◆ **Activity**:
Where in the entries below does "stabilizer" appear? Copy every line that has it.

◆ **Data provided**:
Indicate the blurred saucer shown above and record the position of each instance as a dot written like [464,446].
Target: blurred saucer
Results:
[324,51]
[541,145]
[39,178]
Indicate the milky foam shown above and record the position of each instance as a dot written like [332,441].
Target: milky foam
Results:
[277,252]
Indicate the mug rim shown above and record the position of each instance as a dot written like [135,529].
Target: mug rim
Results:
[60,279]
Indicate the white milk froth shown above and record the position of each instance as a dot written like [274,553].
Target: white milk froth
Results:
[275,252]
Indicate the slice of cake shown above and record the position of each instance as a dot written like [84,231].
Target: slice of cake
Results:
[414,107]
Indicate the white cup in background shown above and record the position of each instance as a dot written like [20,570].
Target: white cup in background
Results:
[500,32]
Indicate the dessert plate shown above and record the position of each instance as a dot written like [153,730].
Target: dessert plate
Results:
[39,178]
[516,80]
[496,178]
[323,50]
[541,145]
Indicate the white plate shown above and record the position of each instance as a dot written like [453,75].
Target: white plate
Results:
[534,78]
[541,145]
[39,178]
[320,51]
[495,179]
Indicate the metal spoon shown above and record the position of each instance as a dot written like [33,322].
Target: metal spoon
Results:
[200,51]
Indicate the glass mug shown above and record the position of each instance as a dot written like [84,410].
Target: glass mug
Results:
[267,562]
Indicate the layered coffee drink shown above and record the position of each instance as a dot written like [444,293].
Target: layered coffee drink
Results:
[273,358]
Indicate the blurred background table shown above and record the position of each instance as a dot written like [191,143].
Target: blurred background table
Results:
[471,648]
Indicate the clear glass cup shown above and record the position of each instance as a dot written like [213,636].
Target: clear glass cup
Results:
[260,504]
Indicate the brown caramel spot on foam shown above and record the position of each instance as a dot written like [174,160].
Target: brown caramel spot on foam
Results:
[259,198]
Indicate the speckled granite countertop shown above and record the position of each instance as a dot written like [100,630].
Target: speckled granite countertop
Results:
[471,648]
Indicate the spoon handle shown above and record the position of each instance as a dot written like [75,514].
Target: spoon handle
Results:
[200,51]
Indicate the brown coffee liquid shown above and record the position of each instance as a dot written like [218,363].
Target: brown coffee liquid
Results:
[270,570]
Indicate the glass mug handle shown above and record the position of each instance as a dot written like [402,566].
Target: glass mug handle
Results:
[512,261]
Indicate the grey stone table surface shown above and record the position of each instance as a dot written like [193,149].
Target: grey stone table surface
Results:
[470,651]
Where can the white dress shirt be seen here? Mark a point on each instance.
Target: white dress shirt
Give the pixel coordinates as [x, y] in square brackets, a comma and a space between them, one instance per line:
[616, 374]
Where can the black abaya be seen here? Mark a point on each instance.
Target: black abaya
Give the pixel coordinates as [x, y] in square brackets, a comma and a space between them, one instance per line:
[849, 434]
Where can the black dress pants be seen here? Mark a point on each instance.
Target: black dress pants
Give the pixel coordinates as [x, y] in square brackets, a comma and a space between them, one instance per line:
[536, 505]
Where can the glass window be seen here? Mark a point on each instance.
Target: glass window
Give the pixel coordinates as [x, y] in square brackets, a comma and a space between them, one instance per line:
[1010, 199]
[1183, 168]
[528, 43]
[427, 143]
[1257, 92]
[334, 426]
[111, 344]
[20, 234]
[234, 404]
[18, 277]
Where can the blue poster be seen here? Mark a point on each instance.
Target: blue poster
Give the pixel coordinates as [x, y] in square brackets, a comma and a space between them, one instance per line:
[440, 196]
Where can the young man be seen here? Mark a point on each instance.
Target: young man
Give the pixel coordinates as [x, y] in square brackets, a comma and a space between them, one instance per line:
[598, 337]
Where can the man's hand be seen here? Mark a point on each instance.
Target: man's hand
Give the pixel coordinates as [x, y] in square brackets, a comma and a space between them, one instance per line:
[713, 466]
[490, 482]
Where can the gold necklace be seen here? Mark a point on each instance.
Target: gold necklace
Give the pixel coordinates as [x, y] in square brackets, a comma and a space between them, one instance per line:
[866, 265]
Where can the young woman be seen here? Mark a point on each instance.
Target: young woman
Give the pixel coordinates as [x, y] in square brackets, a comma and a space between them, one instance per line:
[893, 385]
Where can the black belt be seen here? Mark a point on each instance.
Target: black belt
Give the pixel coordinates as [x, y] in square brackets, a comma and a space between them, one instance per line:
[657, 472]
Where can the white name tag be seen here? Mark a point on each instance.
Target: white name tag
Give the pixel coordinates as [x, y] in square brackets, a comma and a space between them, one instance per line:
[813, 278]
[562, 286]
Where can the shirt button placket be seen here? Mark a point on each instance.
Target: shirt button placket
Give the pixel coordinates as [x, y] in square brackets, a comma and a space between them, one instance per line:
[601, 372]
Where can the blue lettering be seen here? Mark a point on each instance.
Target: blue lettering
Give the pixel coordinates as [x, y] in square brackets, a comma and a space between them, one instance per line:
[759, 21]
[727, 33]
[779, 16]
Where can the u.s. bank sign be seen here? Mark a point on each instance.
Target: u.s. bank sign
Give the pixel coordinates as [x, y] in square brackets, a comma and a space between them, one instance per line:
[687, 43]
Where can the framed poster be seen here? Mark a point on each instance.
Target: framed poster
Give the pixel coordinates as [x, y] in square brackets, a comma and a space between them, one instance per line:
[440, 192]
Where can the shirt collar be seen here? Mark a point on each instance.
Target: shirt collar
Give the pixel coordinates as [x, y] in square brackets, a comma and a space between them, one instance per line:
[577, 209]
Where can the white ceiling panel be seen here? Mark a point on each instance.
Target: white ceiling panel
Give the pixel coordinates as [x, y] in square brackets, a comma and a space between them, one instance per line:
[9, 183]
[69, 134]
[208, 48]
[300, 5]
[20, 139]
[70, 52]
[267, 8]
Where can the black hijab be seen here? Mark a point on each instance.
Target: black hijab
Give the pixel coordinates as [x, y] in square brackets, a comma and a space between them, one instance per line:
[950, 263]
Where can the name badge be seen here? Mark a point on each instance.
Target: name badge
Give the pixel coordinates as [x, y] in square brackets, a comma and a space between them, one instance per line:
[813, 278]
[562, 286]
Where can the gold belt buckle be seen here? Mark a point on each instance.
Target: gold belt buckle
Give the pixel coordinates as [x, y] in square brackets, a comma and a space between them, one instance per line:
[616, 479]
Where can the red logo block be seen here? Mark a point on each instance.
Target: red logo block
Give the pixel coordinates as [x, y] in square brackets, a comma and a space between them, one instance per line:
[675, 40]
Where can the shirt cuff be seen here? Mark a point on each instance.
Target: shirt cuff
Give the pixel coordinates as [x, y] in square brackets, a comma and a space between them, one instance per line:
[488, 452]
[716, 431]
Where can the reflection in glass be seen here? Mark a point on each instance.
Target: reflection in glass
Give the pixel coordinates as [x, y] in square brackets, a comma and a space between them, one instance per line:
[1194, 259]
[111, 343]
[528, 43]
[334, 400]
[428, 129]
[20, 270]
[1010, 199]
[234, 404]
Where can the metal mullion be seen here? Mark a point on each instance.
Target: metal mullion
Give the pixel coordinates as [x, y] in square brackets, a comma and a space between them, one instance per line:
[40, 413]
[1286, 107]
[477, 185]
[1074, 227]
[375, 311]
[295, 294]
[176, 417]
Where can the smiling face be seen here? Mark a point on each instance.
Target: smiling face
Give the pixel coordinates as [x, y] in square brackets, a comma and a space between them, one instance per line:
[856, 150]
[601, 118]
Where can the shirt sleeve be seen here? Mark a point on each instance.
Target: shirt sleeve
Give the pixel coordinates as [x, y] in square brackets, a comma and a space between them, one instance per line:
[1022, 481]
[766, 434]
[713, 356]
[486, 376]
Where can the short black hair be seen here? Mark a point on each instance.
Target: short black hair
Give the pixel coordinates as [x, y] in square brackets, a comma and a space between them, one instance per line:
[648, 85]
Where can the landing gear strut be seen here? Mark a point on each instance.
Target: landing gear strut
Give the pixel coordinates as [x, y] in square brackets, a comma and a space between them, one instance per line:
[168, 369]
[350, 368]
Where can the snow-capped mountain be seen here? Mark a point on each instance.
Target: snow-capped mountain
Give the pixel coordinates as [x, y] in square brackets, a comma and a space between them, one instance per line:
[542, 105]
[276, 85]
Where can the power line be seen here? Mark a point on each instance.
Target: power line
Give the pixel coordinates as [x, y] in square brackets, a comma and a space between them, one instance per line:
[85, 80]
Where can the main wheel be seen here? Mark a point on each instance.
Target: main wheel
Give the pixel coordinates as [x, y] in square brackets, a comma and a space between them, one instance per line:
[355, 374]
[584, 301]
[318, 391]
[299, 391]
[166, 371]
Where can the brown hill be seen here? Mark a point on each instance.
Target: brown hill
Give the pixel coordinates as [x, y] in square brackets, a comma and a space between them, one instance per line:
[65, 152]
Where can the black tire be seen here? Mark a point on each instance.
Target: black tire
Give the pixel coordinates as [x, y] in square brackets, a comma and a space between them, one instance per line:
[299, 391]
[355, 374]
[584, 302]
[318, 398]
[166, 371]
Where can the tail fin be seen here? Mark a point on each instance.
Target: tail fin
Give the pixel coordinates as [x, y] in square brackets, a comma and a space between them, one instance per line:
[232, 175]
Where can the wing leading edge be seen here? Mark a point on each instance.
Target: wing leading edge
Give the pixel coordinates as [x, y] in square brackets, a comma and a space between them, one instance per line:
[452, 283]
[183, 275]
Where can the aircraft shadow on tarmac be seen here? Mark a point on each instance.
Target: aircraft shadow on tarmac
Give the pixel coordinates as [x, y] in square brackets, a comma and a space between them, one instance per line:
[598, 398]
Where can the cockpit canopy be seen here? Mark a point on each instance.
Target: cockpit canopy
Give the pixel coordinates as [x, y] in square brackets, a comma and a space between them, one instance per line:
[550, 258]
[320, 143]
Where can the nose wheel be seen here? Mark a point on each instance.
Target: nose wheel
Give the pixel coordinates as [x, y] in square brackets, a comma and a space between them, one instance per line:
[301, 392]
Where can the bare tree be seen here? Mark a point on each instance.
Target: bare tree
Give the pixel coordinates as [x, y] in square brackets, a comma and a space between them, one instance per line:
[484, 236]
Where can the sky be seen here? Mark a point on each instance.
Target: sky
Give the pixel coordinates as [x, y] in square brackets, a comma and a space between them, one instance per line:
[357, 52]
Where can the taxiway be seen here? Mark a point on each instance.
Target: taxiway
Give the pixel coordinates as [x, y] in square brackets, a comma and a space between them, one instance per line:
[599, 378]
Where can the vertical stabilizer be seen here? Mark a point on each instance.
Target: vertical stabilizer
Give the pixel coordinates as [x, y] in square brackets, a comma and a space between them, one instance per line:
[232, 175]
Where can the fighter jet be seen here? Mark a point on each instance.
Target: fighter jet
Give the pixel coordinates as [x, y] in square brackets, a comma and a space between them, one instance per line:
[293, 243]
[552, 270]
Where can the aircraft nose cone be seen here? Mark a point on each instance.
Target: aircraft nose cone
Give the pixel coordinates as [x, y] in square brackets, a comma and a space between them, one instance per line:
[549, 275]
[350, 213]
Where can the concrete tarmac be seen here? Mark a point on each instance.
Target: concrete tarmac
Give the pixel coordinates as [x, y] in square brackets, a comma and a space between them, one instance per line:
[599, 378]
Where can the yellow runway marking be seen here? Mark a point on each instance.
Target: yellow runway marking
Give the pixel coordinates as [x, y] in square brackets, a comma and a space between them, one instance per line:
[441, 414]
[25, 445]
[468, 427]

◆ **Expected answer**:
Where can the vertical stabilizer be seen here? Mark a point on each instance.
Target: vertical stabilizer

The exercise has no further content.